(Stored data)
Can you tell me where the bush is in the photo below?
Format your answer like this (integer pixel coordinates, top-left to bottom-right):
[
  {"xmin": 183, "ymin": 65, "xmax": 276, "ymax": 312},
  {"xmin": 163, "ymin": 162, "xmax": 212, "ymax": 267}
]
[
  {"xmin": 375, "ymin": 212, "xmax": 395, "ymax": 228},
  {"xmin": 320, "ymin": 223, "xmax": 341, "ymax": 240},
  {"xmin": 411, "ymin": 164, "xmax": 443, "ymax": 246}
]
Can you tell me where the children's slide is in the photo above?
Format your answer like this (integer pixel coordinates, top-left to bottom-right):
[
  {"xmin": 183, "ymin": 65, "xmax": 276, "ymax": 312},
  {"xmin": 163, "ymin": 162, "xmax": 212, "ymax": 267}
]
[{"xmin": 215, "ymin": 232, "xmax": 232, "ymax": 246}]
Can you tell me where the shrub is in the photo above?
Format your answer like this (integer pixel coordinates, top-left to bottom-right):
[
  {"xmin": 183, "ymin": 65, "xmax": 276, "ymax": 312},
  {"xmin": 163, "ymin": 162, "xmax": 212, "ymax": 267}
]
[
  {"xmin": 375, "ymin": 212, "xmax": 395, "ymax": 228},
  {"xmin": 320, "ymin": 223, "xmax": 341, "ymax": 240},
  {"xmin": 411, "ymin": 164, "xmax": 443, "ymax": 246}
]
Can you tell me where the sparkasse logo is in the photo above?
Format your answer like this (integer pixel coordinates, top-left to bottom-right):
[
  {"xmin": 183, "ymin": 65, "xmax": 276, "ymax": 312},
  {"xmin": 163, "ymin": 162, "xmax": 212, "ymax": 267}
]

-- Set task --
List each line of the items above that contains the string "where". Treat uppercase and lowercase as different.

-- Response to this task --
Can you tell me where the bush is in the photo below?
Can you tell me where the children's slide is in the photo above?
Can you tell me where the shrub is in the photo above?
Can you tell me where the sparkasse logo is in the photo above?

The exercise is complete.